→ Текст:
%%

— Как же вы себе это позволили? — спросил меня на следующее утро Скалой.— Ведь от этого могут выйти для нас большие неприятности!
— Ваше превосходительство,— ответил я,— если бы я выполнил дословно приказ, то сегодня утром вы бы нашли коней вашей дивизии увязшими по брюхо в болоте.
Приказы я уже составлял самостоятельно. Переписав их химическими чернилами, я, не беспокоя писарей, будил ночью только дежурного, который снимал копии на шапирографе и рассылал их с вестовыми по полкам. «Подлинный подписал начальник Дивизии генерал-лейтенант Скалой. Верно. Начальник штаба Дивизии полковник Зайончковский. С подлинным верно. Штаб-ротмистр Игнатьев».
Начальство утром за чаем читало мое ночное произведение, подписывало штабной экземпляр приказа и было довольно. Войска, вероятно, тоже, так как одним из оснований для моей аттестации за летний штабной стаж явились письма Дмитрия и Наполеона, заявлявших, что впервые за их службу они получали приказы до выхода с биваков, а не после.
В нашей дивизии маневры прошли без трений и затруднений, но в первой произошла тяжелая драма. Там неистовствовал желчный и сумасбродный начальник штаба полковник Дружинин. Кончив когда-то первым академию, он возомнил себя чуть ли не вторым Мюратом; всех своих подчиненных считал неучами и лентяями, доводя их своими глумлениями до отчаяния. На его несчастье, к нему на лето попал один из моих товарищей по выпуску, Троцкий, сын командующего Виленским военным округом. В Киевском корпусе [120] это был толстенький мальчик, не лишенный способностей, но избалованный в семье до крайности и потому удивительный лентяй. Таким же он показал себя и в Пажеском корпусе и в академии, которую окончил только по второму разряду. Вдобавок, служа в гвардейской конной артиллерии, он начал усиленно выпивать. Однажды он засиделся во время бивака в палатке кирасирского собрания со своим злейшим врагом Дружининым. Вся накопившаяся за лето обида вырвалась наружу под действием вина, и от природы добродушный Тасик Троцкий набросился на Дружинина, повалил его на землю и избил до полусмерти. Случай был дикий, но в душе почти все стояли за Тасика, радуясь тому, что Дружинин получил, наконец, заслуженное возмездие. Тасика ожидали по закону каторжные работы, но, ввиду заслуг отца, его после суда только разжаловали в рядовые и послали в крепостную артиллерию в Порт-Артур. Это его и спасло, так как во время осады этой крепости он не только заслужил Георгия, но был также восстановлен в прежнем чине.

%%

→ Перечень записей:

%%

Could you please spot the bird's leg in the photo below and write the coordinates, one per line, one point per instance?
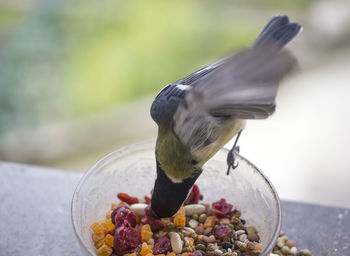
(231, 155)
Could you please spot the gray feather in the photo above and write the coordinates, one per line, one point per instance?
(244, 87)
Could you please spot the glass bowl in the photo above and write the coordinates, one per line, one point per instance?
(132, 170)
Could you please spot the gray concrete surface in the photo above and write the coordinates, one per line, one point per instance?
(35, 216)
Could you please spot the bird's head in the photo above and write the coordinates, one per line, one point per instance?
(177, 171)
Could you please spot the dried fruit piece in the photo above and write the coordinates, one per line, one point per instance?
(148, 200)
(108, 224)
(105, 250)
(115, 212)
(126, 240)
(97, 227)
(109, 240)
(125, 214)
(162, 246)
(98, 239)
(146, 232)
(194, 196)
(209, 222)
(130, 254)
(221, 208)
(180, 217)
(222, 231)
(127, 199)
(155, 224)
(145, 250)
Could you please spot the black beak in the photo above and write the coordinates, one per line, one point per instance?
(168, 196)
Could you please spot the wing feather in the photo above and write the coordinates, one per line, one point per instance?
(243, 87)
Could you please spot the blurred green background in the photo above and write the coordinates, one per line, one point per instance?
(77, 78)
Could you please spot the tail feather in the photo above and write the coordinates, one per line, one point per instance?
(279, 31)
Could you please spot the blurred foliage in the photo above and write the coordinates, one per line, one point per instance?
(64, 59)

%%

→ Задания:
**A)** Назовите все воинские звания, упомянутые в тексте.
**B)** Приведите дословно фрагмент текста, начиная со слов «Начальство утром за» и заканчивая словами «а не после.».
Записи представляют собой отдельный материал и к тексту не относятся.

→ Ответы по заданиям:
**A)** Генерал-лейтенант, полковник, штаб-ротмистр, рядовой.

**B)**
Начальство утром за чаем читало мое ночное произведение, подписывало штабной экземпляр приказа и было довольно. Войска, вероятно, тоже, так как одним из оснований для моей аттестации за летний штабной стаж явились письма Дмитрия и Наполеона, заявлявших, что впервые за их службу они получали приказы до выхода с биваков, а не после.